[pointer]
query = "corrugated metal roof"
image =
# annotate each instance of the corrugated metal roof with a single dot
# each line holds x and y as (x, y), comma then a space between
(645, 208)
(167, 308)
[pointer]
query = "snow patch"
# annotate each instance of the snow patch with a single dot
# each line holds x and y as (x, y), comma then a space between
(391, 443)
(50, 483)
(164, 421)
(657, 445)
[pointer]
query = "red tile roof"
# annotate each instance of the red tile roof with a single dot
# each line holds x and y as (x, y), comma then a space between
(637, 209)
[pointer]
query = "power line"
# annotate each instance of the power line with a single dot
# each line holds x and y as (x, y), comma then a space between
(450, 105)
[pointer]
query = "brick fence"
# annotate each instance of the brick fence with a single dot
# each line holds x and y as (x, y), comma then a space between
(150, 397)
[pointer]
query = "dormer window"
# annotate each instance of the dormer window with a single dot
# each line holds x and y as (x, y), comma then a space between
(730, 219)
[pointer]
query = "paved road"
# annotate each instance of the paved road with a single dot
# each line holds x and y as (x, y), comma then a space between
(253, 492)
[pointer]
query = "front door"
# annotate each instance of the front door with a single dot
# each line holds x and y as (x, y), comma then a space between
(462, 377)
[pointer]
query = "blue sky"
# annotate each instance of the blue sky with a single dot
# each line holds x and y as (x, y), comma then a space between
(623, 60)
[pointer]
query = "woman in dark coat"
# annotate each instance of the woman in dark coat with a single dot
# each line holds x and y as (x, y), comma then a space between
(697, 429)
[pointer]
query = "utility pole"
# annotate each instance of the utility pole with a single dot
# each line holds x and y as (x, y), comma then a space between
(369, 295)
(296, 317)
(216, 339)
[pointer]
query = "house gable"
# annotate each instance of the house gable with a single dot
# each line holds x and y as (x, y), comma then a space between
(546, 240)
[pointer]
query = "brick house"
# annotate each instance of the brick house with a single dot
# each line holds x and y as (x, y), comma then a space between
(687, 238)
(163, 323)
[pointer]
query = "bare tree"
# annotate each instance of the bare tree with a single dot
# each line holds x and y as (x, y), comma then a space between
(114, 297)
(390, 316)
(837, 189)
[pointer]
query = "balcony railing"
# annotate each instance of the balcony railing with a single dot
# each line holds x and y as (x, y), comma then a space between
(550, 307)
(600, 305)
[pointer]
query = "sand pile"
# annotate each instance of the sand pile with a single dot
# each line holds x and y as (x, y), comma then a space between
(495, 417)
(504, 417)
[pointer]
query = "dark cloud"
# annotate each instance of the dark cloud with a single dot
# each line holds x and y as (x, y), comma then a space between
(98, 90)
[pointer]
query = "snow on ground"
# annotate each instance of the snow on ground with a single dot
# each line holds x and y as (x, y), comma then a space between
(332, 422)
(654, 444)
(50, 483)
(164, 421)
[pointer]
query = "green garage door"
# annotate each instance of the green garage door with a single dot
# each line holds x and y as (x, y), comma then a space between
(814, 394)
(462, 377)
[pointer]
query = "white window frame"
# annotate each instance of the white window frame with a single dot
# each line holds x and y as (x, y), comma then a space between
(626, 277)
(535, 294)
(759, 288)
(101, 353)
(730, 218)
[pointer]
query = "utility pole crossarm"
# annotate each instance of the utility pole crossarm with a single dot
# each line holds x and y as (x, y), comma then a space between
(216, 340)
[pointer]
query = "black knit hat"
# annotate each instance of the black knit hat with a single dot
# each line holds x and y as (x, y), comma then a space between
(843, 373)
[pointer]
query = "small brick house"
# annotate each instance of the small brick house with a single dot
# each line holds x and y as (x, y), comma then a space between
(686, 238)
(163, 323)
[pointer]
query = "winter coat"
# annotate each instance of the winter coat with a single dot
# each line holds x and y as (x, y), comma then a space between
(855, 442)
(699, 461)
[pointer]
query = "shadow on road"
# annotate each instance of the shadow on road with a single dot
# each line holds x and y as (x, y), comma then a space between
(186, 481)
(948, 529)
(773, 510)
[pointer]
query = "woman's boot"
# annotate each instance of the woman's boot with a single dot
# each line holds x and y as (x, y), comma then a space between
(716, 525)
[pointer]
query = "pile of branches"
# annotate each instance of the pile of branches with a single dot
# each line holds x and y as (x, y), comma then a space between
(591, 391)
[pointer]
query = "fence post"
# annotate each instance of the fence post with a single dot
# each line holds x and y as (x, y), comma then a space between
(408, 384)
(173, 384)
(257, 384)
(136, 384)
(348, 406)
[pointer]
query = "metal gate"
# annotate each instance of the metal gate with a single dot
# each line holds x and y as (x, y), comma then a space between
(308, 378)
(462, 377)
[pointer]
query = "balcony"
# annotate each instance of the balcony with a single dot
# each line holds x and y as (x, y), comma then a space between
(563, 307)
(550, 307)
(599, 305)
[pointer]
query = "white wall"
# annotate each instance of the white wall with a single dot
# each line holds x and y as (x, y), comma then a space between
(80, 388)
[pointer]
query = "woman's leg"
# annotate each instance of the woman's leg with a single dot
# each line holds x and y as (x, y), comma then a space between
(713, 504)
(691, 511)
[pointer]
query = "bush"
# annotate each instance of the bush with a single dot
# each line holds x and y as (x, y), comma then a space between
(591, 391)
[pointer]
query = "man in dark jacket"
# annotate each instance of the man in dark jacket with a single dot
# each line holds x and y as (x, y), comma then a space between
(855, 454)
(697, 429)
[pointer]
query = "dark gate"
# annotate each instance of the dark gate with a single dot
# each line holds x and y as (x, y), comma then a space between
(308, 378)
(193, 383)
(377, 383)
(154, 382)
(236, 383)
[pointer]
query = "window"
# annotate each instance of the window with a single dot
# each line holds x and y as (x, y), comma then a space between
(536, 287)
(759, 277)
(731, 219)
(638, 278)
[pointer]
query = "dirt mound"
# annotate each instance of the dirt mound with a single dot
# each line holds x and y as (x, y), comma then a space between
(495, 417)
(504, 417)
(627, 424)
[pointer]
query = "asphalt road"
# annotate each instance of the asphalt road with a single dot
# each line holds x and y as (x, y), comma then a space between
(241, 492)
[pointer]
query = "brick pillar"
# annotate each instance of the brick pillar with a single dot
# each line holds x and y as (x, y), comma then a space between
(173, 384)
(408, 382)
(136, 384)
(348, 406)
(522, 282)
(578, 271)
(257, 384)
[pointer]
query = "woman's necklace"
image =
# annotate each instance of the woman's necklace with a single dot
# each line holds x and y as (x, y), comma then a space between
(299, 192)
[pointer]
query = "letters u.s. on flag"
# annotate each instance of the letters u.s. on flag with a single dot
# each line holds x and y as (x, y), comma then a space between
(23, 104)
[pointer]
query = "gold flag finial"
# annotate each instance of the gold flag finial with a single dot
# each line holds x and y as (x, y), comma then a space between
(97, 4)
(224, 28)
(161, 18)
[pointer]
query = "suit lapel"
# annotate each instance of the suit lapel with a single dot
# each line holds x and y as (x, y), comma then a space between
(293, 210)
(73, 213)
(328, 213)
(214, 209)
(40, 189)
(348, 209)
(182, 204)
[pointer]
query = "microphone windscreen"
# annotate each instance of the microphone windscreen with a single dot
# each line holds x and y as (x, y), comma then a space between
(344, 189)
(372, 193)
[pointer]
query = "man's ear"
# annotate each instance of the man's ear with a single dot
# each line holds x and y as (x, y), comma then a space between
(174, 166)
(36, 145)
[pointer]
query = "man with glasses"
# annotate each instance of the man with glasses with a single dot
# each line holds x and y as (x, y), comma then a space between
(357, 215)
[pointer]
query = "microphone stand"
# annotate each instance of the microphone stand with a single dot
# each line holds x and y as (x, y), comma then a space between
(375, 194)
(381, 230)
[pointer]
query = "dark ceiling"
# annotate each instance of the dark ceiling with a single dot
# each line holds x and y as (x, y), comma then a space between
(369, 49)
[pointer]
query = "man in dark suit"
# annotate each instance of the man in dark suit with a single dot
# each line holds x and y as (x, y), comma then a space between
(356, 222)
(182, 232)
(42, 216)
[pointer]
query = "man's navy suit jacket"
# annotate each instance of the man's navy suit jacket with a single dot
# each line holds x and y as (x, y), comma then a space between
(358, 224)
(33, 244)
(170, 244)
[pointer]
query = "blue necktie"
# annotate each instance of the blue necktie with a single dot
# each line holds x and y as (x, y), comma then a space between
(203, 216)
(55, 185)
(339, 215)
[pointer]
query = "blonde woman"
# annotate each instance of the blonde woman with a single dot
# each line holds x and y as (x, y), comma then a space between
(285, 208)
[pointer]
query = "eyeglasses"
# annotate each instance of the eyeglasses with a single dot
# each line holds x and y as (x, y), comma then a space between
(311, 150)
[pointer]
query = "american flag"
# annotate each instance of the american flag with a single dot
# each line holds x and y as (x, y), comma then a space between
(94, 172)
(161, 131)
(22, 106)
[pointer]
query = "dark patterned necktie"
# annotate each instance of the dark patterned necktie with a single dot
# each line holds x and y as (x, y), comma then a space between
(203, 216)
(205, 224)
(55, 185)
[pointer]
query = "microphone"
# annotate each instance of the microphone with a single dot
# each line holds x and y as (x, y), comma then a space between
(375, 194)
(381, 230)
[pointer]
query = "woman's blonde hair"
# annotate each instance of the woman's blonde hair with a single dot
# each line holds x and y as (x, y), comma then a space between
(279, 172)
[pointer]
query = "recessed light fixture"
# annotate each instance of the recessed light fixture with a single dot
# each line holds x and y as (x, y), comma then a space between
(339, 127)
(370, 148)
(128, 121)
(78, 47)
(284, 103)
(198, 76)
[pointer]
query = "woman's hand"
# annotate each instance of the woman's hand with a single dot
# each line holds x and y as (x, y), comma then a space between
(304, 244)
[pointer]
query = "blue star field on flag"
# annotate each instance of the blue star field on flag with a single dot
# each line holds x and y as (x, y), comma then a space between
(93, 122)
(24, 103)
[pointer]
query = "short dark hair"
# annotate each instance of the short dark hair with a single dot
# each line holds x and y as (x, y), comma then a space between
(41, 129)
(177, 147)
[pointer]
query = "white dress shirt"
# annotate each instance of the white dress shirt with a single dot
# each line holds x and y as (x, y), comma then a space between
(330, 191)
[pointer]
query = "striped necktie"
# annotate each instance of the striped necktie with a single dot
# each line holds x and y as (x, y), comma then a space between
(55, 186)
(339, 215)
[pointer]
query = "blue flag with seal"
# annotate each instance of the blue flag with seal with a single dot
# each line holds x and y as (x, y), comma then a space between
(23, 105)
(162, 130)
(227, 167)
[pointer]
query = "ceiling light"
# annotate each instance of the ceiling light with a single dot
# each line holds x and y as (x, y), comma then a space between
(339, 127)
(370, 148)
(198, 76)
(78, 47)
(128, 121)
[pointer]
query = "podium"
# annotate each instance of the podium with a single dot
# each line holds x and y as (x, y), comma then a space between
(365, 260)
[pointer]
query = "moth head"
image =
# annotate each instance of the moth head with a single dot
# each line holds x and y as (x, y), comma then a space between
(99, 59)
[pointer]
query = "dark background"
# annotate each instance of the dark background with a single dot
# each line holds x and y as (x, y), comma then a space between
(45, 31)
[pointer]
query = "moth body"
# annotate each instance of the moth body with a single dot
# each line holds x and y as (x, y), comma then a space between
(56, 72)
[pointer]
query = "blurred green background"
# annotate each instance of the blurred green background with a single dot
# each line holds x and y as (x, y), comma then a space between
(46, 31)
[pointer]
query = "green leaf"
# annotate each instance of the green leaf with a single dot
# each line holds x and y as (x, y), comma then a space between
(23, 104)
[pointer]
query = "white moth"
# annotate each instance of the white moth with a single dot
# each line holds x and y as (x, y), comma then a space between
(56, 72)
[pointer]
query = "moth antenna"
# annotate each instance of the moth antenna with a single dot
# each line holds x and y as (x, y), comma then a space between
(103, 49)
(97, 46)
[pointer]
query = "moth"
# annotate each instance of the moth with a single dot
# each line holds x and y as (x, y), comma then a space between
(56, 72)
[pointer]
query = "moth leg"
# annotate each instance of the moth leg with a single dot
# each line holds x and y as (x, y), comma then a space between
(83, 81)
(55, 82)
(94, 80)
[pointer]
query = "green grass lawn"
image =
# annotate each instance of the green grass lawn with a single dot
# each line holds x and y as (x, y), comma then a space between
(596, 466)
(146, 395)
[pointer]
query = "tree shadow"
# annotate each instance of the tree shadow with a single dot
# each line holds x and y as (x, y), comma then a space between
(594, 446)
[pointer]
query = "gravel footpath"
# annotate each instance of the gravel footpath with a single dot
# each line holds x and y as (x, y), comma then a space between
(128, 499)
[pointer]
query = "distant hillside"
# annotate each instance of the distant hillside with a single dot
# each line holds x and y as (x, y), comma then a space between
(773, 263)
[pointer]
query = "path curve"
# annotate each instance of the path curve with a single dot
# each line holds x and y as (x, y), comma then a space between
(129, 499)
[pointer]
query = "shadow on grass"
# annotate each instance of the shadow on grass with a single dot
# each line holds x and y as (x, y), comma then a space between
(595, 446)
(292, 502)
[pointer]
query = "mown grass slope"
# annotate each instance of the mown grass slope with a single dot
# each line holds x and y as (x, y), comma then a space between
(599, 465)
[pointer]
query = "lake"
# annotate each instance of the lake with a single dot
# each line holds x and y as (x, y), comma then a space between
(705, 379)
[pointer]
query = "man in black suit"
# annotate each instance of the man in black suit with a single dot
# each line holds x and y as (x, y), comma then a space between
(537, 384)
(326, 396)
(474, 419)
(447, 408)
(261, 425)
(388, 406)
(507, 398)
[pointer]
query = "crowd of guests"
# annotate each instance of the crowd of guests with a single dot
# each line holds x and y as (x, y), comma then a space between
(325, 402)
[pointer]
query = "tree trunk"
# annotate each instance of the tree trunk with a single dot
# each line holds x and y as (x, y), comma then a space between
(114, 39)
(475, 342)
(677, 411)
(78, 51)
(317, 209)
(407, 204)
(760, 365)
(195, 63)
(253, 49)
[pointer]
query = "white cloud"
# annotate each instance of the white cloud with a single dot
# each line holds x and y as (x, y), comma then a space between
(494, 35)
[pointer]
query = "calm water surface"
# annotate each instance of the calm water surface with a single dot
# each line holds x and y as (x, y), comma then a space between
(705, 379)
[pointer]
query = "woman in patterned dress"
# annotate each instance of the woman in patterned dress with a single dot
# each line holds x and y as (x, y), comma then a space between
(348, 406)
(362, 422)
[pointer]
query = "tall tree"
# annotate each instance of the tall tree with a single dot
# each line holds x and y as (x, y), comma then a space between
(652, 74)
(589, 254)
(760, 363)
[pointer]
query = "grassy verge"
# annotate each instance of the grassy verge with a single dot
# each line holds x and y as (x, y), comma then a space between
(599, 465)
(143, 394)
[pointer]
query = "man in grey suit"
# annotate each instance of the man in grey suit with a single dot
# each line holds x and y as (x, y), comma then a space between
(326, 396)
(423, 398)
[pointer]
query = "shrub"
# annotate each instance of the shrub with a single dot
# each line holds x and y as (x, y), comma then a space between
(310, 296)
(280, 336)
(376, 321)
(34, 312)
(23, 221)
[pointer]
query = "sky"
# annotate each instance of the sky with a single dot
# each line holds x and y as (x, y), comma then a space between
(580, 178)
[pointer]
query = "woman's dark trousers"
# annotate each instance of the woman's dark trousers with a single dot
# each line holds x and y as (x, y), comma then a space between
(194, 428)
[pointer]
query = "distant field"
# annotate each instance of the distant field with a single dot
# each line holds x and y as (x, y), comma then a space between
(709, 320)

• _Given task_: How many lines of the records above contain the string "podium"? Reply with the number alone.

• _Exercise result_: 2